Outline labeling records:
— Start —

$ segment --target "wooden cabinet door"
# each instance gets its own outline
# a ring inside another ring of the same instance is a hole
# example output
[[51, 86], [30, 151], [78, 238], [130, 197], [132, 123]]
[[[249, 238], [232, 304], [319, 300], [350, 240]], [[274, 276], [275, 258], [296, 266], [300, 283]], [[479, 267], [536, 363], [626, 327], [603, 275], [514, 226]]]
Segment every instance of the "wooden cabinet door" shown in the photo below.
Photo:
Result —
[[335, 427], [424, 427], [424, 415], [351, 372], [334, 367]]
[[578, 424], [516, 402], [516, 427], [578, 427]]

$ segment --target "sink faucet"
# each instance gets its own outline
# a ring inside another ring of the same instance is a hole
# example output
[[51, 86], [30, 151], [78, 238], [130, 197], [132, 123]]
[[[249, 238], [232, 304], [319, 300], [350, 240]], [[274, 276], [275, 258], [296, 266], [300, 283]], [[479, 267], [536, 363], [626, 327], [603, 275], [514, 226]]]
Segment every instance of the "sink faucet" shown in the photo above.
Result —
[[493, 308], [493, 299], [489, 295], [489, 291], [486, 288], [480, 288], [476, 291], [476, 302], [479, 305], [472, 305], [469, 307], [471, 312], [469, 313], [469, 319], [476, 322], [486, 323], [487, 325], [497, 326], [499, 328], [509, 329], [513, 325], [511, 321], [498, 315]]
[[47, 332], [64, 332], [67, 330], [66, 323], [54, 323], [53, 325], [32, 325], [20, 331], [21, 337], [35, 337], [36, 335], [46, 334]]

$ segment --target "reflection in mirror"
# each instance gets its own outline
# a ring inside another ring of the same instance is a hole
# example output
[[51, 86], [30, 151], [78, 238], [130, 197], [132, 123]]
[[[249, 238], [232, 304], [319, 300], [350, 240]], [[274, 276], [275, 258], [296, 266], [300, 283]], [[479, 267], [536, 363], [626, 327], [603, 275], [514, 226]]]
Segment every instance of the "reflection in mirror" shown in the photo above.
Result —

— End —

Work instructions —
Please gather every line in the rows above that contains the word "cabinet", counting only matches with the same capitalization.

Result of this task —
$ segment --target "wooden cabinet door"
Segment every instance of the "wooden cabinet door" shown in the photo below.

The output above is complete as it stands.